◆ Anweisungen:
A: Gib aus dem Text über Gerhard Kreyenberg den Abschnitt wortgetreu wieder, der bei „Ab Februar 1925“ anfängt und bei „Direktors Friedrich Lensch.“ aufhört.
B: Bei wem hat Kreyenberg laut dem Text über Gerhard Kreyenberg seinen Doktor gemacht?
C: Führe den Text über Gerhard Kreyenberg nach seinem letzten Satz weiter.

◆ Zu untersuchender Text:
------------

Gerhard Kreyenberg
Gerhard Kreyenberg (* 30. Juni 1899 in Hamburg; † 15. Oktober 1996 ebenda) war ein deutscher Psychiater und zur Zeit des Nationalsozialismus stellvertretender Direktor der Alsterdorfer Anstalten.
Leben
Der Rektorensohn Kreyenberg besuchte das Hamburger Johanneum und schloss seine Schullaufbahn 1917 mit dem Notabitur ab. Anschließend nahm er noch als Soldat am Ersten Weltkrieg teil und wurde im Dezember 1919 aus der Armee entlassen. Danach absolvierte er ein Studium der Medizin an den Universitäten Tübingen, München und Hamburg, das er 1923 mit dem ersten Staatsexamen abschloss. Sein Medizinalpraktikum absolvierte er am Allgemeinen Krankenhaus Eppendorf und erhielt Ende 1924 seine Approbation. Mit der Dissertation Körperkonstitution und manisch-depressives Irresein promovierte er im Januar 1925 in Hamburg bei Wilhelm Weygandt zum Dr. med.
Ab Februar 1925 war er als niedergelassener Landarzt bei Osnabrück tätig und war ab Oktober 1926 als Assistenzarzt bei den Anstalten Bethel. Anfang Januar 1928 wechselte er als Assistenzarzt zu den Alsterdorfer Anstalten und wurde dort im April 1931 leitender Oberarzt. Ab 1936 gehörte er dem Vorstand der Alsterdorfer Anstalten an und war von 1938 bis 1945 Stellvertreter des dortigen Direktors Friedrich Lensch.
Im Zuge der Machtübergabe an die Nationalsozialisten trat er der NSDAP und SA 1933 bei und stieg bei der SA zum Sanitäts-Sturmführer auf. Ab 1933 war Kreyenberg, verheiratet und Vater von sieben Kindern, Landesleiter beim Reichsbund der Kinderreichen. Kreyenberg wurde 1934 Gaustellenleiter des Rassenpolitischen Amts der NSDAP. Beim Hamburger Erbgesundheitsgericht war er zunächst Gutachter, dann Obergutachter und ab 1935 Beisitzer. In dieser Funktion betrieb er Zwangssterilisationen von sogenannten Schwachsinnigen nach dem Gesetz zur Verhütung erbkranken Nachwuchses, auch in den Alsterdorfer Anstalten. Kreyenberg übernahm 1944 den Vorsitz des Verbandes der freien, gemeinnützigen Kranken- und Pflegeanstalten in Hamburg.

------------

Gespeicherte Dateneinträge
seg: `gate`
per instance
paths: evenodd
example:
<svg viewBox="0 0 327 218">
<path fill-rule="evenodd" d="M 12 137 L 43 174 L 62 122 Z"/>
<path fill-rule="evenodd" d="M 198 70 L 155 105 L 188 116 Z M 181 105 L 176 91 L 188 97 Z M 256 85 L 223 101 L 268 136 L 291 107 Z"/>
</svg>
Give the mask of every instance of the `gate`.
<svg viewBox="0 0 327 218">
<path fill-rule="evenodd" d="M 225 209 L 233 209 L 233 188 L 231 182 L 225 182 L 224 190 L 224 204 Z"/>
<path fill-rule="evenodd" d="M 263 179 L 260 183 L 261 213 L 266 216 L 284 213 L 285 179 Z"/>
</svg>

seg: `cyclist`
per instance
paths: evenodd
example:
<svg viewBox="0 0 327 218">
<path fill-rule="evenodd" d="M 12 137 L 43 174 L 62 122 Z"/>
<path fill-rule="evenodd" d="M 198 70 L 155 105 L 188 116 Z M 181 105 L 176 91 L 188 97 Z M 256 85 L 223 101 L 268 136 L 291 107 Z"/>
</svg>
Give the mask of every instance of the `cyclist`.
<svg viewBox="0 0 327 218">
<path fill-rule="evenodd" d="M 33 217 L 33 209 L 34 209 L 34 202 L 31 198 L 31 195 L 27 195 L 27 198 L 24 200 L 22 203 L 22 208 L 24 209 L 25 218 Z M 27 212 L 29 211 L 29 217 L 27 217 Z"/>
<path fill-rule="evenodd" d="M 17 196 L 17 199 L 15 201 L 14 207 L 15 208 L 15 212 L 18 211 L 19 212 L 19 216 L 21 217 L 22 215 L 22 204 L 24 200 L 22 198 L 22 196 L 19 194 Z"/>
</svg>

------------

◆ Antworten in Reihenfolge:
A:
Ab Februar 1925 war er als niedergelassener Landarzt bei Osnabrück tätig und war ab Oktober 1926 als Assistenzarzt bei den Anstalten Bethel. Anfang Januar 1928 wechselte er als Assistenzarzt zu den Alsterdorfer Anstalten und wurde dort im April 1931 leitender Oberarzt. Ab 1936 gehörte er dem Vorstand der Alsterdorfer Anstalten an und war von 1938 bis 1945 Stellvertreter des dortigen Direktors Friedrich Lensch.

B: Bei Wilhelm Weygandt in Hamburg.

C:
Kreyenberg führte zur Behandlung geistig Behinderter neue Therapieansätze ein, wie „Röntgentiefbestrahlungen, Insulin- und Cardiazol-Schockbehandlungen, Dauerbäder, Schlaf- und Fieberkuren“.[1] In diesem Zusammenhang war er Autor mehrerer Schriften. Zudem wertete er Sippentafeln aus, um die angebliche Erblichkeit von Schwachsinn zu belegen.
Im Zuge der nationalsozialistischen Euthanasiemaßnahmen autorisierte Kreyenberg während des Zweiten Weltkrieges durch seine Unterschriften auf Meldebögen Verlegungen von Insassen der Alsterdorfer Anstalten in andere Einrichtungen, wo diese größtenteils durch Verhungern oder das Verabreichen von Medikamentencocktails starben.
Nach der Befreiung vom Nationalsozialismus schied Kreyenberg nach einem durch die britische Militäradministration auferlegten Beschäftigungsverbot im August 1945 aus seinem Dienstverhältnis bei den Alsterdorfer Anstalten aus und gab seinen dortigen Vorstandsposten auf. Nach seiner Entnazifizierung, in der sein Berufsverbot bestätigt wurde, erstritt er 1948 mittels beigebrachter entlastender Zeugenaussagen erfolgreich seine Wiederzulassung als Arzt.
Ab 1952 führte er eine Arztpraxis in Hamburg-Alsterdorf und war bis 1966 Belegarzt bei den Alsterdorfer Anstalten. Zudem war er als Gutachter bei Gerichtsverfahren mit dem Verhandlungsgegenstand Zwangssterilisationen tätig. Ein Ermittlungsverfahren wegen Beihilfe zum Mord im Rahmen der NS-Euthanasie gegen Kreyenberg wurde 1970 durch die Staatsanwaltschaft Hamburg eingestellt.
Kreyenberg war langjähriger Vorsitzender des Vereins Hamburger Kinderheim Köhlbrand in Ording e.V. mit Sitz in Hamburg. Der Verein führte das Kinderheim in St. Peter-Ording. Kreyenberg war auch ein "Förderer der Kleingraphik", ließ sich von z. T. namhaften Künstlern Exlibris, Weihnachts- und Neujahrsgrüße anfertigen und sammelte Exlibris von Ärzten.
Literatur
- Ernst Klee: Das Personenlexikon zum Dritten Reich. Wer war was vor und nach 1945. 2. Auflage. Fischer-Taschenbuch-Verlag, Frankfurt am Main 2007, ISBN 978-3-596-16048-8.